● **What you are asked to do**: Wherever the word "reed" appears in the entries, copy the whole line.

Stored data entries

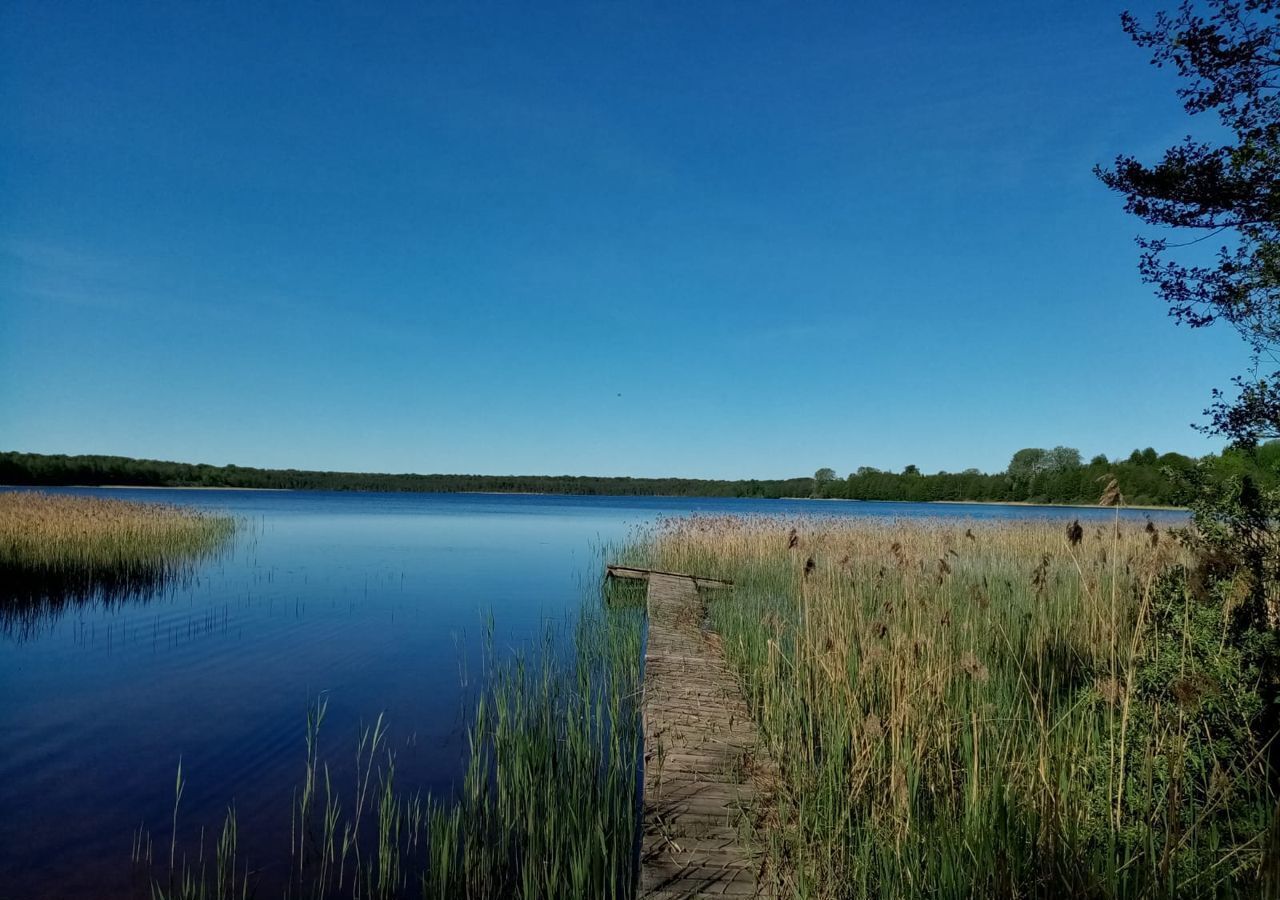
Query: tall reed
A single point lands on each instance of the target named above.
(952, 709)
(63, 548)
(545, 809)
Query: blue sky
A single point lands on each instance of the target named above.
(702, 240)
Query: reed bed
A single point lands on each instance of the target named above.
(547, 809)
(965, 709)
(58, 548)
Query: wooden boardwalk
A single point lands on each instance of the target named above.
(702, 779)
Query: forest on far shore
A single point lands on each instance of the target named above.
(1033, 475)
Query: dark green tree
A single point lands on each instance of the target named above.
(1228, 55)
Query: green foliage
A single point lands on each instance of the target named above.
(1191, 745)
(1034, 476)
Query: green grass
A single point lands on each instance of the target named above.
(974, 709)
(547, 808)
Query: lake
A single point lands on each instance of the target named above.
(376, 602)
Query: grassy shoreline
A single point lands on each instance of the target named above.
(988, 709)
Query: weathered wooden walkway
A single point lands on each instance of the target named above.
(702, 776)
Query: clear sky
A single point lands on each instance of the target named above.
(616, 238)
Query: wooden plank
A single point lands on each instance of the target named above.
(703, 791)
(643, 574)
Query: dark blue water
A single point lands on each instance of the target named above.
(379, 602)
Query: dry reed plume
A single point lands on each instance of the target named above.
(950, 703)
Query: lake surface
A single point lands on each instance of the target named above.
(378, 602)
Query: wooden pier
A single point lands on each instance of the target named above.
(702, 772)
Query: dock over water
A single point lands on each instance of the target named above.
(702, 763)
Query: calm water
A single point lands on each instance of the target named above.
(376, 601)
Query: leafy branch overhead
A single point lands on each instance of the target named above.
(1229, 59)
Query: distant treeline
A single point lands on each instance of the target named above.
(1056, 475)
(37, 469)
(1034, 475)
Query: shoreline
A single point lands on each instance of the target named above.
(548, 493)
(1045, 506)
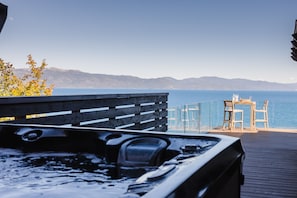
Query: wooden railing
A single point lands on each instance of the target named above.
(146, 111)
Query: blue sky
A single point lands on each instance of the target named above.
(155, 38)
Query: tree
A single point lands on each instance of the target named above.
(30, 84)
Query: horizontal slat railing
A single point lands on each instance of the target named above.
(143, 111)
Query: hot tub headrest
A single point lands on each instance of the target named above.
(142, 151)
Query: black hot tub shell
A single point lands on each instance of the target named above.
(161, 164)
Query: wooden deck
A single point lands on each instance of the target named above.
(270, 165)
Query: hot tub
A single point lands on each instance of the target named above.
(91, 162)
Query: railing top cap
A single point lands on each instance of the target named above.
(29, 99)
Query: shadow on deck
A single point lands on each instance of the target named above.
(270, 165)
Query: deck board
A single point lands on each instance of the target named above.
(270, 165)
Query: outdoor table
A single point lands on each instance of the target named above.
(252, 105)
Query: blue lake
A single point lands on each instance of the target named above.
(282, 104)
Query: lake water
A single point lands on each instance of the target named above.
(282, 107)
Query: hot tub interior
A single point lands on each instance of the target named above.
(55, 161)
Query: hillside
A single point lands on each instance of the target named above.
(77, 79)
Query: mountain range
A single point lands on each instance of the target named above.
(77, 79)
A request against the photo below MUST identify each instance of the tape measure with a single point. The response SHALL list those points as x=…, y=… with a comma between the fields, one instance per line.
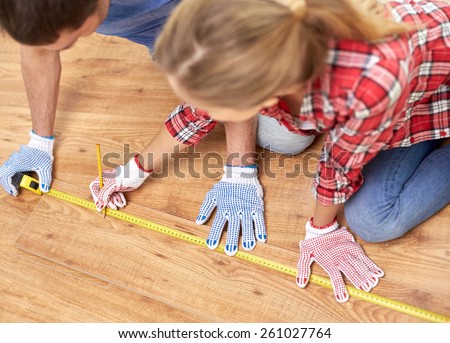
x=31, y=184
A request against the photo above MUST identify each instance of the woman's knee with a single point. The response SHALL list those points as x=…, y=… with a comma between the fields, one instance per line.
x=374, y=227
x=275, y=137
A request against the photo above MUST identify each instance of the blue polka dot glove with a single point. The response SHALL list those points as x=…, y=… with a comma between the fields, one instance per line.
x=37, y=157
x=239, y=201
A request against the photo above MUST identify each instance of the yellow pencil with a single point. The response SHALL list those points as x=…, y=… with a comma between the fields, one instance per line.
x=100, y=173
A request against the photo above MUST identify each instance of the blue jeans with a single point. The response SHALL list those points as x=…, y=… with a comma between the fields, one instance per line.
x=402, y=187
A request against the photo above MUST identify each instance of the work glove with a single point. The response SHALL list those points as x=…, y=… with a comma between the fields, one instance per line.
x=238, y=197
x=36, y=157
x=125, y=178
x=336, y=251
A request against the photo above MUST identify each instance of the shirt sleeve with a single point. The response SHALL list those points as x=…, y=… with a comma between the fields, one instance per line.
x=189, y=125
x=372, y=108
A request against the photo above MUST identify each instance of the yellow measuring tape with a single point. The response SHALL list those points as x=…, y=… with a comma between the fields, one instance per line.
x=31, y=184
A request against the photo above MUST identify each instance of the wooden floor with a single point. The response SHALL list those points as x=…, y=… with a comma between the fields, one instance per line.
x=62, y=263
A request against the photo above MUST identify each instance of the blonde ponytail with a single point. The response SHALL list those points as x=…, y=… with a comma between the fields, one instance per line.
x=238, y=53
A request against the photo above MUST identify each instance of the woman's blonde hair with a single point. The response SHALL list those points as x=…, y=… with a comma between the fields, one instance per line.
x=238, y=53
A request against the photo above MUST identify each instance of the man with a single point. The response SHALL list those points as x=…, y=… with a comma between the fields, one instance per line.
x=46, y=27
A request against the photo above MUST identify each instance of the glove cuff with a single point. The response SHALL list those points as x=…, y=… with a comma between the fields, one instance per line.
x=243, y=175
x=132, y=174
x=313, y=231
x=41, y=143
x=237, y=174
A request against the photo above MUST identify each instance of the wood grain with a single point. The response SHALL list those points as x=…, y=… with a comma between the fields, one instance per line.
x=113, y=95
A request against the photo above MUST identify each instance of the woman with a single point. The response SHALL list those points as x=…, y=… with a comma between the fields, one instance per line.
x=378, y=85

● **Exercise answer**:
Query: tall reed
Query: reed bed
Query: dry reed plume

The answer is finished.